The 5 ftlbs is the critical factor; it clamps the bands to the required level, ensuring that the ‘back-off’ then gives the required clearance to ensure the proper gap between band and drum. If too tight, the drum is not properly released, not allowing the drum to rotate freely - which will cause lining wear, or may cause the box to engage two gears simultaneously - and something will give. Don’t ask me how I know…:slight_smile:

First test of the AAV; remove the top hose and look at the slide, alternately with the engine cold and hot. If it stays in the same position; gently manipulate the slide with a small screwdriver - it is spring loaded, but sometimes stick in years of accumulated gunk. The AAV is not designed for internal cleaning; that requires drilling out the 4 corner rivets, replacing them with screws - but solvent applied to the slide externally may sometimes help to free the slide…

If the AAV reacts normally; clean out the throttle body and verify throttle gap - then adjust idle with the idle screw. using the idle screw to adjust idle without verifying AAV and throttle body first invites trouble…:slight_smile:

Frank
xj6 85 Sov Europe (UK/NZ)

## Given task 1
Return the maintenance post word for word, beginning at the words "First test of" and stopping after "Sov Europe (UK/NZ)".
## Given task 2
List each consequence the maintenance post gives for bands that are clamped too tight.

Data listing
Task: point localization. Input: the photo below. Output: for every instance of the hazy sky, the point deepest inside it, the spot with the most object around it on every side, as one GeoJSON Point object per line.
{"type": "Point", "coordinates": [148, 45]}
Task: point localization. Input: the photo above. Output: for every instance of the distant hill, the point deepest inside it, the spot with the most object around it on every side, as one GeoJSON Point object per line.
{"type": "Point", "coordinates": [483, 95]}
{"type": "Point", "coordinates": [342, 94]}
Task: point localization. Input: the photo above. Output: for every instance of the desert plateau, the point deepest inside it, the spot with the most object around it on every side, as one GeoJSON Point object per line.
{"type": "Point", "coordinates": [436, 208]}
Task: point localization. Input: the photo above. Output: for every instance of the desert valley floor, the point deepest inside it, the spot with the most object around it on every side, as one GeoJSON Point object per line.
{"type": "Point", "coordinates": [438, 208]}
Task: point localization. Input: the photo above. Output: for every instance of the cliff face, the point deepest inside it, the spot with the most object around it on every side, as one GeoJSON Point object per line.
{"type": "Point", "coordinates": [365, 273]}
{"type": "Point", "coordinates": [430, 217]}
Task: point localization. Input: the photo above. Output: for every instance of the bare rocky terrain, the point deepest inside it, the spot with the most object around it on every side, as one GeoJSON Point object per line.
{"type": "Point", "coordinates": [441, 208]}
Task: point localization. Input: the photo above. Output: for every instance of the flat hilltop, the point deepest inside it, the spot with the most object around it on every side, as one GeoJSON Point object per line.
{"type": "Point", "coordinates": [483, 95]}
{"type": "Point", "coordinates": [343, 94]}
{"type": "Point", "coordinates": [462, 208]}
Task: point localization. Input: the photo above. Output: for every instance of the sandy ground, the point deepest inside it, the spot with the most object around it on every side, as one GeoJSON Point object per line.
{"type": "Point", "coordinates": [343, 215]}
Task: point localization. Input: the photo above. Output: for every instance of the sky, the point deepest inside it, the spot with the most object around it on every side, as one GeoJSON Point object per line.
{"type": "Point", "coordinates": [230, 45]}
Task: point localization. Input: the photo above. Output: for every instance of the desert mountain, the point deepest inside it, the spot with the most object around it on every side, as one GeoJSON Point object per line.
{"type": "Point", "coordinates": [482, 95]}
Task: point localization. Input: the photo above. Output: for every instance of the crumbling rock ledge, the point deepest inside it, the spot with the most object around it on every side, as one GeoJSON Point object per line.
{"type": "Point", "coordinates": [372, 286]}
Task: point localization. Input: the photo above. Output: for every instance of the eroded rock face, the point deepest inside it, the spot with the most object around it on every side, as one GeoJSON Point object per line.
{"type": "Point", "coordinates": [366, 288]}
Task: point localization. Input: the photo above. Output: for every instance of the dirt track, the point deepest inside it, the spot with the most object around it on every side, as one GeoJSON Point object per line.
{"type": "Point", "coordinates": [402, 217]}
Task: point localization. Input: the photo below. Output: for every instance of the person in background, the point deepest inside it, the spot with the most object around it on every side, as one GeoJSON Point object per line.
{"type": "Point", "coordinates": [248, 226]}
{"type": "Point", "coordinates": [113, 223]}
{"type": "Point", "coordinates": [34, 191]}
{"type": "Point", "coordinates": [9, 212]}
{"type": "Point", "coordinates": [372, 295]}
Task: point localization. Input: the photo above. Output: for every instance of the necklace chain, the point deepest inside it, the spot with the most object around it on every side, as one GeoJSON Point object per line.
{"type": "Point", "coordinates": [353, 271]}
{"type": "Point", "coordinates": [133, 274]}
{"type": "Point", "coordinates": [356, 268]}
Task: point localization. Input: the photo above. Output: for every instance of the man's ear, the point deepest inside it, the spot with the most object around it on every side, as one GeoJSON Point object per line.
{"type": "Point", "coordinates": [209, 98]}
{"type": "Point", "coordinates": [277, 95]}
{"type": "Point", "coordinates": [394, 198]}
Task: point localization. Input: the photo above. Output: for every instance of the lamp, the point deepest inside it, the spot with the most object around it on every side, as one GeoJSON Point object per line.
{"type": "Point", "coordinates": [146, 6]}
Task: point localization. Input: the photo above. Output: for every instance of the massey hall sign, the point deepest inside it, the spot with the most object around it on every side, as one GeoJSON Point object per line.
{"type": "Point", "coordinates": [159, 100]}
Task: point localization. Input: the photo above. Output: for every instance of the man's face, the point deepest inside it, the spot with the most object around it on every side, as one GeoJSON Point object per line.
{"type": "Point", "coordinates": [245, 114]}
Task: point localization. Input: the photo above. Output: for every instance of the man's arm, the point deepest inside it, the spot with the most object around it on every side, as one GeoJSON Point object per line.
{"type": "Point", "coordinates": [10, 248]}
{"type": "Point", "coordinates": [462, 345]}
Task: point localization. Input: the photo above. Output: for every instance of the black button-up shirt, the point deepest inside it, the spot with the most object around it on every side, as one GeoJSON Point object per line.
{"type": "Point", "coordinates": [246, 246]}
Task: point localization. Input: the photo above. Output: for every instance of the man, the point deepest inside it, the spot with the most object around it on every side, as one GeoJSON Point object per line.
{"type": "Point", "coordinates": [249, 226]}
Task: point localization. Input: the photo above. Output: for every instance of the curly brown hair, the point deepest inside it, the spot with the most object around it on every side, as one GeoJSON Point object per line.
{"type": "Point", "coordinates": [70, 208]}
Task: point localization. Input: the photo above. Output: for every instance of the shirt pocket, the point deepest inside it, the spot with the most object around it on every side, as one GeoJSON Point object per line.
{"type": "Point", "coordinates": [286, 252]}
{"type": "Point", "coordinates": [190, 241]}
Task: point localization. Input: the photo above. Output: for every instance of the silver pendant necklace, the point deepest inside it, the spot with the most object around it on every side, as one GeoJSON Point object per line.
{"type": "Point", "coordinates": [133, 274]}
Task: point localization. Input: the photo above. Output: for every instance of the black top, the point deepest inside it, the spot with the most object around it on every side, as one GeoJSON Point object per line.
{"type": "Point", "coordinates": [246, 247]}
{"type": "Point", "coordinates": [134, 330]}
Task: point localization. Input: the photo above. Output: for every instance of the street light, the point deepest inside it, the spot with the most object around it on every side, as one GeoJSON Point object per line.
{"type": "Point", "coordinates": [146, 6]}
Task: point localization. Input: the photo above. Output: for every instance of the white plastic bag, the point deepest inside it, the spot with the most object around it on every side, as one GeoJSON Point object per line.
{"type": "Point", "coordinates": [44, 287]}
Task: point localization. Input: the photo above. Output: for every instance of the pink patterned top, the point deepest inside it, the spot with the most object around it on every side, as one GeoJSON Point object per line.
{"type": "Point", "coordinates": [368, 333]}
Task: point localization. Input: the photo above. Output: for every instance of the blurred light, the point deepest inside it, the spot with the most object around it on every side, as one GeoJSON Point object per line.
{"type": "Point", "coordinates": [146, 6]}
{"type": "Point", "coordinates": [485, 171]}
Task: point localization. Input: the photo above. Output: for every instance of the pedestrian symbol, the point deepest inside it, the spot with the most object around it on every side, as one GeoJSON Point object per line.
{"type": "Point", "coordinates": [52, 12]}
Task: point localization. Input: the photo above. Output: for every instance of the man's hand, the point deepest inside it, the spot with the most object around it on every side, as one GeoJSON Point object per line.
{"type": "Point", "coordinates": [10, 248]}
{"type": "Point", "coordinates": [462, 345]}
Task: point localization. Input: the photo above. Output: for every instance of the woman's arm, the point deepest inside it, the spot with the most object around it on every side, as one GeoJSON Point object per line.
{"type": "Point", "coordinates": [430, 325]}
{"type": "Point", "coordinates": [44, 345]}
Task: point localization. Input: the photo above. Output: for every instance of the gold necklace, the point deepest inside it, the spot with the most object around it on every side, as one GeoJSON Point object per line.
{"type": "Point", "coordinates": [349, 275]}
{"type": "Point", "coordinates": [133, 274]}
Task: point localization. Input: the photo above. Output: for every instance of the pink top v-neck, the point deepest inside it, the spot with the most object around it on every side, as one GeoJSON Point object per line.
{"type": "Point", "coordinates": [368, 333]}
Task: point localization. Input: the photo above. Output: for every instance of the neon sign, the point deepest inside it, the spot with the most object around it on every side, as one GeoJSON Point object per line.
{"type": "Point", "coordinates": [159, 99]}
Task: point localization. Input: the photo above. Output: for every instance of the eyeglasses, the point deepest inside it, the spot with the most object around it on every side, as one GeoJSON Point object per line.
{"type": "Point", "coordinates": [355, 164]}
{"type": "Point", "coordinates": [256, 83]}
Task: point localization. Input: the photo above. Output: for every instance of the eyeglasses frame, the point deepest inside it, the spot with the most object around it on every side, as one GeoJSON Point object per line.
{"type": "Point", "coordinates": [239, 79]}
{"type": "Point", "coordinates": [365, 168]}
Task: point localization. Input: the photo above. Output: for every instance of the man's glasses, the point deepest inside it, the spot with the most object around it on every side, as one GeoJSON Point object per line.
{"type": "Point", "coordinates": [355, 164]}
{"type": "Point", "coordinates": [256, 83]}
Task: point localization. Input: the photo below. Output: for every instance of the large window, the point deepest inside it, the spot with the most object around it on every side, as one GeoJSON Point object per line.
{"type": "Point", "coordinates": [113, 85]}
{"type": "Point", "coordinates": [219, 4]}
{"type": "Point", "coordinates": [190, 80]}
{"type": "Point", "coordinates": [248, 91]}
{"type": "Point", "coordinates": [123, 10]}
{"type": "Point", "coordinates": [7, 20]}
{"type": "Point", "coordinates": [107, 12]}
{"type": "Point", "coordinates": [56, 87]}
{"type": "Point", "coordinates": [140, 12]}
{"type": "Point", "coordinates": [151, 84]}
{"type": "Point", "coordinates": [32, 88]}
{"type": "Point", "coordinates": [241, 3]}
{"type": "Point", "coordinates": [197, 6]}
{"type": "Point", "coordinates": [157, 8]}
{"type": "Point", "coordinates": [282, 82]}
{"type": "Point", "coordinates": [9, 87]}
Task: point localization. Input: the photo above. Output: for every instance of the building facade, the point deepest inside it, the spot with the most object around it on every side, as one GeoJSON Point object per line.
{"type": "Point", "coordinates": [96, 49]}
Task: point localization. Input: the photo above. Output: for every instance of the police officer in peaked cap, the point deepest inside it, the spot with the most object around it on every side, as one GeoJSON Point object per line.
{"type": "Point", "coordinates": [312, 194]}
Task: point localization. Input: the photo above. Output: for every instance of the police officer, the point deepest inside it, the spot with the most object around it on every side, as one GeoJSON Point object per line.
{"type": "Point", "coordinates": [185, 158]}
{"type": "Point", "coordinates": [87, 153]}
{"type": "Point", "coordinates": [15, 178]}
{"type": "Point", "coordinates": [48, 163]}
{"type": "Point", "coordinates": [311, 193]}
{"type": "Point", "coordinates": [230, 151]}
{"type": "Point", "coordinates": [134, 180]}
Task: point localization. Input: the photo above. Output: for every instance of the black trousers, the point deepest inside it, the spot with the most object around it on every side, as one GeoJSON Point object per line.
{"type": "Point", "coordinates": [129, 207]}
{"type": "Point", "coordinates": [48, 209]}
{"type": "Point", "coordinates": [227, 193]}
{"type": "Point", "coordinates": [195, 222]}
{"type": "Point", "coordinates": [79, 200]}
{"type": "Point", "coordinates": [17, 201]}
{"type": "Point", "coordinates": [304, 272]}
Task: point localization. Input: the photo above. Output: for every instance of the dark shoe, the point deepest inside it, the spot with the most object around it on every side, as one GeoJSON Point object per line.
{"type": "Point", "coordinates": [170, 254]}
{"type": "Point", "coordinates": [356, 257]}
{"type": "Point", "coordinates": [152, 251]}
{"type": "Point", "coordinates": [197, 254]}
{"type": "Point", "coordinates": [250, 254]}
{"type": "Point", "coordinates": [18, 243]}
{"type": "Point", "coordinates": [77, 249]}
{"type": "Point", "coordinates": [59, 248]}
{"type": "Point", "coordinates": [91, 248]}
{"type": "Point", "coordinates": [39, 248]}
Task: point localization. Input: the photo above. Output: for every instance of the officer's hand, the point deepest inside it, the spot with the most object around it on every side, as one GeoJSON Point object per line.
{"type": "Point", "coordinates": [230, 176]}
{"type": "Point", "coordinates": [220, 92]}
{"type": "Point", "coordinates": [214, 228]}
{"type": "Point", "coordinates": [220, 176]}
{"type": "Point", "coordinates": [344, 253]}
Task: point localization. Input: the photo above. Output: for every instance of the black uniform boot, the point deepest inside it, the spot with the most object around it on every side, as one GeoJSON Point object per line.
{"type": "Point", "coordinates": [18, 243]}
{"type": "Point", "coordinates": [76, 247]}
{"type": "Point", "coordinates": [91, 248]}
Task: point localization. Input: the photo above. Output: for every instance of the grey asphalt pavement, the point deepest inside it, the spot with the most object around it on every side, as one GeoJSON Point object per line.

## Written answer 1
First test of the AAV; remove the top hose and look at the slide, alternately with the engine cold and hot. If it stays in the same position; gently manipulate the slide with a small screwdriver - it is spring loaded, but sometimes stick in years of accumulated gunk. The AAV is not designed for internal cleaning; that requires drilling out the 4 corner rivets, replacing them with screws - but solvent applied to the slide externally may sometimes help to free the slide…

If the AAV reacts normally; clean out the throttle body and verify throttle gap - then adjust idle with the idle screw. using the idle screw to adjust idle without verifying AAV and throttle body first invites trouble…:slight_smile:

Frank
xj6 85 Sov Europe (UK/NZ)

## Written answer 2
- The drum is not properly released.
- The drum is not allowed to rotate freely.
- Lining wear.
- The box may engage two gears simultaneously.
- Something will give.